-- Directions --
Identify every line in the records below that contains the word "dress", and copy each such line.

-- Stored records --
---
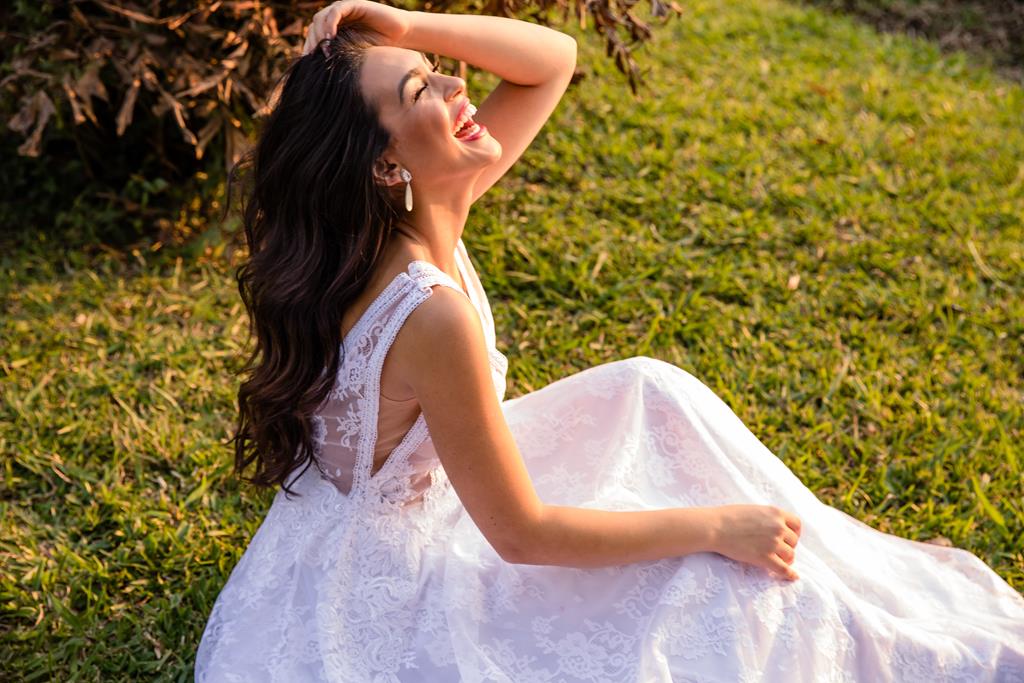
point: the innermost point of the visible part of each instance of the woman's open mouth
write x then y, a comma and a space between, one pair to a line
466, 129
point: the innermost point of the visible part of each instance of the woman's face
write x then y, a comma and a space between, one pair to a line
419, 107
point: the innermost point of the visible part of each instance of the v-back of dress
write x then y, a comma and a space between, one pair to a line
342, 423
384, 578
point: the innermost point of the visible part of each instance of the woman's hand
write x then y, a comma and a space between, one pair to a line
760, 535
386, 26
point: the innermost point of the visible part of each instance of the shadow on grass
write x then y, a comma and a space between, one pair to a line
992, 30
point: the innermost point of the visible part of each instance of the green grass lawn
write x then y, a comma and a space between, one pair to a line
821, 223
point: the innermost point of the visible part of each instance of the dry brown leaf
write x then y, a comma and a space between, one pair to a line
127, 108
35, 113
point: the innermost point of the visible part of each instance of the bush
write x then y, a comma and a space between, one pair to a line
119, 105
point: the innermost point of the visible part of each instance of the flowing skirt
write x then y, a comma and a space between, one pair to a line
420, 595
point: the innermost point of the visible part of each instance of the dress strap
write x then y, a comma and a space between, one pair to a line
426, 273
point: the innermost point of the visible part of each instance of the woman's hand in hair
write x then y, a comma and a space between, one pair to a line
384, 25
---
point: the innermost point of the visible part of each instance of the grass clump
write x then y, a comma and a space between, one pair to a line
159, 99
---
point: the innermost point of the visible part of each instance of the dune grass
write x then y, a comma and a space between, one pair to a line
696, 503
---
-- Result of this exercise --
point: the innermost point of the visible part of each instance of the v-back of dress
point: the innermost point of the visible part of each instance of the dress strap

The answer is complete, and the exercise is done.